_Requirement_: Copy the records below word for word, keeping every line unchanged.

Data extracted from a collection
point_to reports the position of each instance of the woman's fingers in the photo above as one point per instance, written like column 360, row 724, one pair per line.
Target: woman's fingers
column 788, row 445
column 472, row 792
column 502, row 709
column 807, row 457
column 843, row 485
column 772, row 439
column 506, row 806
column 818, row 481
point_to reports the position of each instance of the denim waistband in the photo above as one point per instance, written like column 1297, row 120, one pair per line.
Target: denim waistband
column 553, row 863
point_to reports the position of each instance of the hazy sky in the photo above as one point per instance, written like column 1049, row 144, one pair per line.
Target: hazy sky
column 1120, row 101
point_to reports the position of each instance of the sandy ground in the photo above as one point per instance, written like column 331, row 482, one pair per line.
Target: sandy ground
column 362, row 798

_Result of this task_:
point_to reports the position of each instance of the woman's fingers in the photo above as one point per instance, written like column 360, row 724, one pair per line.
Target: woman's fingers
column 788, row 445
column 472, row 792
column 502, row 709
column 807, row 457
column 843, row 485
column 772, row 439
column 506, row 806
column 818, row 481
point_to reports the position of each instance of the denim waistband in the photo above as one point per instance, written like column 1297, row 120, one pair per line.
Target: denim waistband
column 553, row 863
point_to reports the position of each instance of the hazy sky in the photo above as one point per instance, written like column 1049, row 144, one pair per line.
Target: hazy sky
column 1120, row 101
point_to reports the position of each instance of the sandy ground in the photo above as one point per instance, written like column 331, row 482, one pair per line.
Target: sandy ground
column 362, row 798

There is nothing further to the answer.